*Input material:*
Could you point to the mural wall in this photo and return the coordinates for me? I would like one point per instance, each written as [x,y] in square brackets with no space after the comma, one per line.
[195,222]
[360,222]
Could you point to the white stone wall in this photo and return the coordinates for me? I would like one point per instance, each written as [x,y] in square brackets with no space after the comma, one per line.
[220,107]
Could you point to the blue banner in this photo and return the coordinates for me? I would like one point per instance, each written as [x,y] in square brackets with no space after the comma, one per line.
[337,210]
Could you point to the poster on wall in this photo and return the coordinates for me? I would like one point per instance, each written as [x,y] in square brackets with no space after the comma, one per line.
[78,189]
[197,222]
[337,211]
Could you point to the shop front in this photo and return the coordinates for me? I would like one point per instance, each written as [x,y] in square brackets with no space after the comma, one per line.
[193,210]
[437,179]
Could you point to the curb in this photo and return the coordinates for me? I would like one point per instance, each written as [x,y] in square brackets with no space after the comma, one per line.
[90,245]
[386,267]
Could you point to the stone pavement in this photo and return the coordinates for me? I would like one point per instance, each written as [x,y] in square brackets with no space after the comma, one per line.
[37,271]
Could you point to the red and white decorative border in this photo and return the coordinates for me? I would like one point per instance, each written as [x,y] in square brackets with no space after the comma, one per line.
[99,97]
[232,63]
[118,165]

---

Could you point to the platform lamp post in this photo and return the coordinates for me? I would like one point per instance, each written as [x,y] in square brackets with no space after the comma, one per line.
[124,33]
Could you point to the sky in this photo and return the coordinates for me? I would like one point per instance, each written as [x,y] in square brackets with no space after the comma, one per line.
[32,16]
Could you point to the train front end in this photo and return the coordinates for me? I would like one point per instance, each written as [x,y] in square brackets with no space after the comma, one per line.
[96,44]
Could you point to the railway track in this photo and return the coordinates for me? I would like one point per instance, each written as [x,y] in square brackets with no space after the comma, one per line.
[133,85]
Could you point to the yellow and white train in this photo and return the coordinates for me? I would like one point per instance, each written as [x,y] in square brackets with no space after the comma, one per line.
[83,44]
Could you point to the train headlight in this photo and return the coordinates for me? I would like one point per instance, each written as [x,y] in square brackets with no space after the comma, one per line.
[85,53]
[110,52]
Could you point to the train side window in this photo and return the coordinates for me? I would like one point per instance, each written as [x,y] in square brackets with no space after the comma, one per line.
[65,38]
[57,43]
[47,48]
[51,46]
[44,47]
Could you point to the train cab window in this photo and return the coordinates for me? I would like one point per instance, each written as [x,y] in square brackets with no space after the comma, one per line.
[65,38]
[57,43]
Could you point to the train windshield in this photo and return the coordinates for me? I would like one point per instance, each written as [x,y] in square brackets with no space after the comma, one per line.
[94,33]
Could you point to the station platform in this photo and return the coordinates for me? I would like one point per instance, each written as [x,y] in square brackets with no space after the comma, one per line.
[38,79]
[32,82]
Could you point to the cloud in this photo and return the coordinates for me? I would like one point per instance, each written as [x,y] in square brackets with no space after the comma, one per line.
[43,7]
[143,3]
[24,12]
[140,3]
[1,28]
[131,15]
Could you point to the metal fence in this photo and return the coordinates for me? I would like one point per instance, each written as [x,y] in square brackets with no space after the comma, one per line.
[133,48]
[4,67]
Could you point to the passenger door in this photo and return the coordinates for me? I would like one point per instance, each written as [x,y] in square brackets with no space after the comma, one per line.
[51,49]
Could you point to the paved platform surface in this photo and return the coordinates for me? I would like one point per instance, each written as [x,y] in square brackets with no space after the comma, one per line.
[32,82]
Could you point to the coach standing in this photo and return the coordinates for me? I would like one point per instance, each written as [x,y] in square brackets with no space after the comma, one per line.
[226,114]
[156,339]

==

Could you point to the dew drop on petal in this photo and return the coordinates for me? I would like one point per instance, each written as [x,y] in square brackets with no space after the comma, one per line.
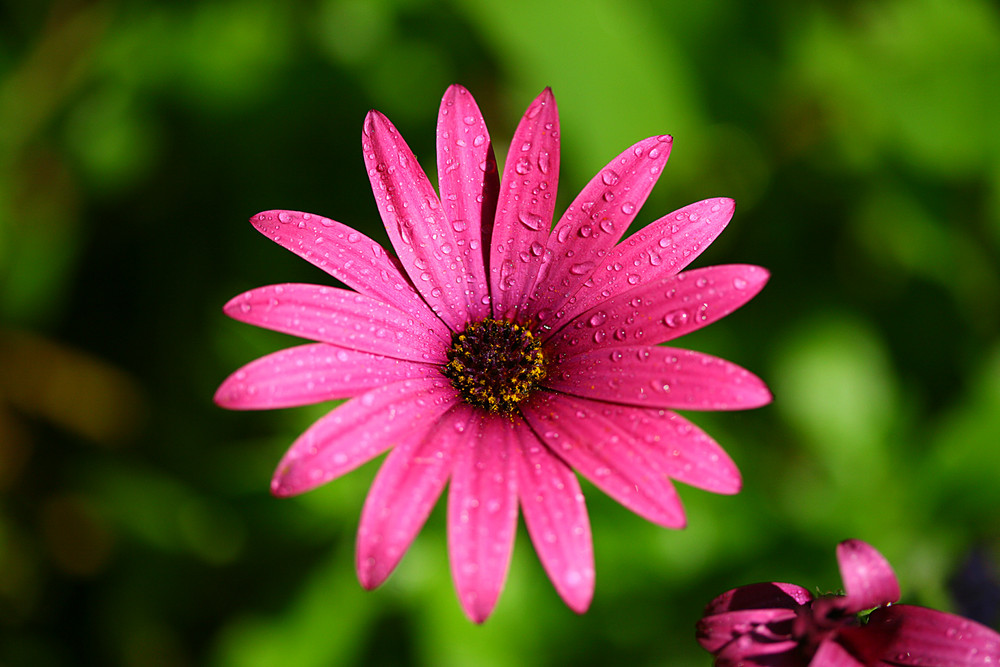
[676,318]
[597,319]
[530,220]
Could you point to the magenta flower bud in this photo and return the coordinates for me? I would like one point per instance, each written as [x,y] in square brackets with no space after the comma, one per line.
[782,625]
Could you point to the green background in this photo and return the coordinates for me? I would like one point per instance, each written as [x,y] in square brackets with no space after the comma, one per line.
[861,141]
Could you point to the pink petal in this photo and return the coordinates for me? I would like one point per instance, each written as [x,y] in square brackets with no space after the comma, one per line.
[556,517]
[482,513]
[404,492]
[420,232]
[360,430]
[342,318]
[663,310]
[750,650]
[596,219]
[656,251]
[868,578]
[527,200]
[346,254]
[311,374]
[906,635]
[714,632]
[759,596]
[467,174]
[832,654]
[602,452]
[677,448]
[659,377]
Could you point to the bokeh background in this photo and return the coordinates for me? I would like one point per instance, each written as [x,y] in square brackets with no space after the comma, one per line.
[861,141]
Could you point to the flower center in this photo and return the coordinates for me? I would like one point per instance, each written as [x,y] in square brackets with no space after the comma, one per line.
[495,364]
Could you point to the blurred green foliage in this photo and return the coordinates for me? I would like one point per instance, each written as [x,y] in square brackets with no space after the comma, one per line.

*Task prompt:*
Look back at the entries above. Retype the line with "Could you point to the pink", the line with "Could you point to the blurred", and all lines in between.

*Solved exercise:*
Could you point to the pink petal in this photo and return the coordinates for me? I would like one point per instance, each written as [x,y] in square brackets with no space after the comma, one per line.
[556,517]
[482,513]
[404,492]
[420,232]
[360,430]
[342,318]
[663,310]
[750,650]
[596,219]
[656,251]
[868,578]
[527,200]
[346,254]
[311,374]
[906,635]
[714,632]
[759,596]
[467,174]
[832,654]
[602,452]
[677,448]
[659,377]
Could you point to the bokeh background in this photo and return the coordinates for me? I would like one point per instance, each written as [x,y] in square brackets with no space after the comma, one per line.
[861,141]
Could you point to the flower center in this photo and return the coordinates for me? I would like one point per instance, each written as [x,y] in square brackets with no space after the comma, one per line.
[495,364]
Could you point to the blurred green foliage in this photo and return the coordinates for me? I would like one point per instance, each written as [x,y] in square brackets with no space after the comma, one per line.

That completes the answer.